--- BEGIN GIVEN DATA ---
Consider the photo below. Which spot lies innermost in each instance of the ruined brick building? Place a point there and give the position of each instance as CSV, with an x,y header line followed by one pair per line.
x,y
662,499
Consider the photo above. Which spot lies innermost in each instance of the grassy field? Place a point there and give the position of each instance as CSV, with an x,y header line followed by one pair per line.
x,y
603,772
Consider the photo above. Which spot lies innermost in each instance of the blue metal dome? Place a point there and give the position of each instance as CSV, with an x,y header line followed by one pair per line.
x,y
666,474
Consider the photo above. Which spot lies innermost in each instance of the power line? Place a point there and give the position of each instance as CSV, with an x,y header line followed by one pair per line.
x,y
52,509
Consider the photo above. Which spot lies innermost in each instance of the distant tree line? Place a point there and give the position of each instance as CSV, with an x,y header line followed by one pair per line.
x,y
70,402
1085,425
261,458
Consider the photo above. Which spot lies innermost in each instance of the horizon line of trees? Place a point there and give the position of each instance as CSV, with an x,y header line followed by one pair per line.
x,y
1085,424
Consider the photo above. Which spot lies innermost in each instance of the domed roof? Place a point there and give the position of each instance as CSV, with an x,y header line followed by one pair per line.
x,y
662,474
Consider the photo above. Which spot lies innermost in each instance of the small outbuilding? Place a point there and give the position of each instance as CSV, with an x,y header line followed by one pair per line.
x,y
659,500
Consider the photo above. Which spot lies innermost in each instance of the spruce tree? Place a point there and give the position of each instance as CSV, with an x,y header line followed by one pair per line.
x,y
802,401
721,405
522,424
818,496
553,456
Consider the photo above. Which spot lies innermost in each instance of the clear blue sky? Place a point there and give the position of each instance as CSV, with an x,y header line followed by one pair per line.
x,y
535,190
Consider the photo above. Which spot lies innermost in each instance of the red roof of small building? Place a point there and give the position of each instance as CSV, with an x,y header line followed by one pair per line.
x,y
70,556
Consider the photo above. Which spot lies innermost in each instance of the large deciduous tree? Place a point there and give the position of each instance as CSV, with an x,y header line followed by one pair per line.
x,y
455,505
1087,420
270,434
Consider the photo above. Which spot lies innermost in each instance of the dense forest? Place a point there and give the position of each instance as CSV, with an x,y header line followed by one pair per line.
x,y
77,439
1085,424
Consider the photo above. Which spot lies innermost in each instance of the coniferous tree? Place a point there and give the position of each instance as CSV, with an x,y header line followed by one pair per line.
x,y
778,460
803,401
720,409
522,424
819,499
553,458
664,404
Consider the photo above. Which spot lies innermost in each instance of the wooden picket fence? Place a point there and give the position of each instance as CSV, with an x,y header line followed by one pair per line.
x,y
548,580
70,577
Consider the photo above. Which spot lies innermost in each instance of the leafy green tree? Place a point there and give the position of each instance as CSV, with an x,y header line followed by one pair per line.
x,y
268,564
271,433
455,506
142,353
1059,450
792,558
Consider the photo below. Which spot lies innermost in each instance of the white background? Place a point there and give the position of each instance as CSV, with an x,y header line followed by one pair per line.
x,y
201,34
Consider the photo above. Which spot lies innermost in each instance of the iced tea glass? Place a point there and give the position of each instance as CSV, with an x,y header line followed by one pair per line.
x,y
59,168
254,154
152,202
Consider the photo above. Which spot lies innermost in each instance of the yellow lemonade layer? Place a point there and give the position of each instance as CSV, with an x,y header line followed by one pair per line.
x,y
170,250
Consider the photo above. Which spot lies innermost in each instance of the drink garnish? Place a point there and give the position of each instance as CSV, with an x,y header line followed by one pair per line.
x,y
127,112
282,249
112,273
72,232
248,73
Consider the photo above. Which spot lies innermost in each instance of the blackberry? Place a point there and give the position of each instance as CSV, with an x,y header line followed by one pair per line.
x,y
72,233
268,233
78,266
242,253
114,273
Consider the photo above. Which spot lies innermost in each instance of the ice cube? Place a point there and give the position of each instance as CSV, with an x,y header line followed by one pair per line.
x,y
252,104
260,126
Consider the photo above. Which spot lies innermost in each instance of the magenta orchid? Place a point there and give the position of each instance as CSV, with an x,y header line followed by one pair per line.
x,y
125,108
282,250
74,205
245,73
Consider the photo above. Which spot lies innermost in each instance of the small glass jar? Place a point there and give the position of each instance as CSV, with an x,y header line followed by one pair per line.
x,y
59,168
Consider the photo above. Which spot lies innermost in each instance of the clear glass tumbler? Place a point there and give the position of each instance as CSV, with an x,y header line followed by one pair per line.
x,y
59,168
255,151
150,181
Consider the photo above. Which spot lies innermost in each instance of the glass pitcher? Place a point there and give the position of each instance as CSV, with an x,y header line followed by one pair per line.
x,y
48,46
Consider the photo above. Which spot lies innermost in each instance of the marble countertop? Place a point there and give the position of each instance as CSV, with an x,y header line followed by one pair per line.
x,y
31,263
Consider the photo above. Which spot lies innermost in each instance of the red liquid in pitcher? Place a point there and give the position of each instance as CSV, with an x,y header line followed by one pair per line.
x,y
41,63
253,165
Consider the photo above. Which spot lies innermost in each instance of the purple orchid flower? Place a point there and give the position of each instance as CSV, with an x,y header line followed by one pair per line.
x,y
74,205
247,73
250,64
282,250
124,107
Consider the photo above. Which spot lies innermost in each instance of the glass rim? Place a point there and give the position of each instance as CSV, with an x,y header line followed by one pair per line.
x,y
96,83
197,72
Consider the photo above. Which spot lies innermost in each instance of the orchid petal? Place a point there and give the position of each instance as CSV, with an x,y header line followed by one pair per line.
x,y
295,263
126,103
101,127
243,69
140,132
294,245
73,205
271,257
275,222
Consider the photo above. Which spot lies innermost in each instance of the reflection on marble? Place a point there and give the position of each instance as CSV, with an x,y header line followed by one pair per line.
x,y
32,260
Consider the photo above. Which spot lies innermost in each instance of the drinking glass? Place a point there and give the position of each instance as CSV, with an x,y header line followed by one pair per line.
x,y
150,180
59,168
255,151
--- END GIVEN DATA ---
WORK TO DO: Return the listing above word for word.

RESULT OF THE EXERCISE:
Consider the photo below. Which spot lies innermost in each instance of the ruined brick building? Place a point there and give the position of each instance as CSV, with an x,y header line followed by one pair per line.
x,y
662,499
Consider the photo above. Which spot lies innermost in each instance of the grassy field? Place a point there and give the position of each instance as CSV, with an x,y header line followed by one pair per line.
x,y
603,772
Consider the photo above. Which spot lies innermost in each instance of the blue metal dome? Place a point there and give the position of each instance as CSV, with an x,y header line followed by one pair per line.
x,y
666,474
Consider the photo above. Which spot lies innermost in each instance of the power line? Place a point there and give the position of each instance as CSV, with an x,y header line followed by one pair per line.
x,y
52,509
Consider the photo above. Which spot lies innermost in each instance of the distant tree line? Place a point there and give the position of each instance as CSV, with an x,y header line followed by one pair per line.
x,y
70,402
1085,425
261,458
Consider the photo above. Which spot lies innermost in each instance of the horizon line of trees? Place a point there and give the position of each instance as CSV, with an x,y header line followed by one pair per line.
x,y
1085,424
Consider the photo above. Which spot lies innermost in each instance of the domed roof? Place a point there and give the position of each instance as CSV, with an x,y header line followed by one pair per line.
x,y
662,474
Consider the photo above. Which spot lies innermost in each instance of the small outbuilding? Place a point there and give the position of each instance as CSV, with an x,y header line followed by one pair per line.
x,y
659,500
Consider the photo above. Which spot lies innermost in each instance of the spruce tree? Place a point there and give the position of each instance as CSV, with an x,y header line followed by one pair per line.
x,y
802,401
721,405
522,424
818,496
553,456
Consider the photo above. Which spot lies innermost in each instance of the clear blue sky? Place a point there and give the position of each instance as CSV, with an x,y header line followed by one pair per line.
x,y
535,190
Consider the photo above. Which spot lies innermost in each instance of the red roof of small building? Place a point there and give the position of each instance as CSV, with an x,y header line followed by one pair per line.
x,y
70,556
Consider the photo above. Which spot lies innermost in each instance of the large deciduous tree? Place a point there and give the position of each instance as CSV, with an x,y header line followed by one pair per line.
x,y
455,505
1087,420
270,434
Consider the photo above. Which spot lies innermost in each instance of the dense forest? Place a point there and give the position of each instance as CSV, with an x,y header line followed by one pair per line.
x,y
77,439
1085,424
Consider the photo above. Which spot lies innermost in each instance of the coniferous tree? Place a point there and give the position of each instance as CSV, with an x,y header line followed by one pair per line.
x,y
778,460
803,401
720,409
522,424
819,499
553,458
664,404
Consider the photo above. Which spot lies innermost in each instance of the wooden picket fence? Place a point there and give the position of each instance as CSV, with an x,y header line followed by one pair per line.
x,y
548,580
70,577
Consider the photo above. Which spot lies innermost in each instance of the leafy green tree? Place a point there and give the position of each instance as CSV, with an x,y header line followed by one pair per line.
x,y
268,564
271,433
455,506
142,353
1059,450
792,558
Consider the photo below. Which spot lies innermost in each instance of the white background? Place a point there and give the position of each instance as CSV, with an x,y header line followed by one pair per line.
x,y
201,34
Consider the photo above. Which spot lies innermost in each instance of the iced tea glass? Place a point there and give the position of each instance as CSV, with an x,y header line followed by one pair per line.
x,y
59,168
254,154
152,202
Consider the photo above. Which spot lies innermost in each instance of the yellow lemonade layer? Place a point there and give the position of each instance as CSV, with an x,y header line followed by one pair per line.
x,y
170,250
Consider the photo above. Which spot lies innermost in each instance of the drink garnish? Place a point there and give the position of each instance as CSV, with an x,y header line followed by one pair per line.
x,y
127,112
282,249
112,273
72,232
248,73
Consider the photo above. Which spot lies innermost in each instance of the blackberry? Place a point there and give the position of each instance as CSV, with an x,y header line followed by one pair per line.
x,y
72,233
268,233
78,266
242,253
114,273
Consider the photo above. Which spot lies innermost in each instance of the ice cube? Place a point there and give the position of each instance as CSV, with an x,y header line followed by one pair per line.
x,y
252,104
260,126
Consider the photo above. Which spot lies innermost in each instance of the magenta orchid? Place a point there and give the position of each instance as CSV, with an x,y header line followed by one pair per line.
x,y
125,108
282,250
74,205
245,73
Consider the photo above. Which spot lies innermost in each instance of the small glass jar? Place a point there and give the position of each instance as CSV, with an x,y header line followed by one pair per line.
x,y
59,168
Consider the photo above. Which spot lies innermost in each instance of the clear glass tumbler? Place a point there and give the position of each instance as CSV, with an x,y header line followed by one pair per line.
x,y
59,168
255,151
150,181
Consider the photo above. Which spot lies innermost in each instance of the glass pitcher? Place a point there and give the position of each instance as CSV, with an x,y header line followed by one pair per line.
x,y
48,46
Consider the photo above. Which spot lies innermost in each instance of the marble countertop? Place a point there and give the position of each instance as CSV, with an x,y header line followed by one pair per line.
x,y
31,263
Consider the photo above. Which spot lies innermost in each instance of the red liquid in pitcher? Place a point there and give the position of each instance as CSV, with an x,y header line followed by one pair per line.
x,y
41,63
253,165
Consider the photo above. Which spot lies innermost in each instance of the purple orchid flower? Place a point there and give the position of each instance as CSV, with an x,y header line followed by one pair per line.
x,y
74,205
247,73
250,64
282,250
124,107
Consider the photo above. Which spot lies innermost in each instance of the glass rim? Place a point there and give the position of each instance as CSV, with an x,y header line followed by one pair per line.
x,y
96,83
197,72
Consider the photo above. Which spot lies innermost in each instance of the orchid petal? Place a point there and give the position of each instance as CSV, with an x,y header line followed by one pair per line.
x,y
295,263
126,103
101,127
243,69
140,132
294,245
73,205
271,257
275,222
Consider the photo above. Which spot lies innermost in each instance of the reflection on marble? Place a point there and give the position of each instance as CSV, with an x,y header line followed by one pair per line.
x,y
32,260
Consider the photo above. Which spot lies innermost in each instance of the drinking glass? Place a point there and give the position of each instance as CSV, with an x,y header line followed by one pair per line.
x,y
150,180
59,168
255,151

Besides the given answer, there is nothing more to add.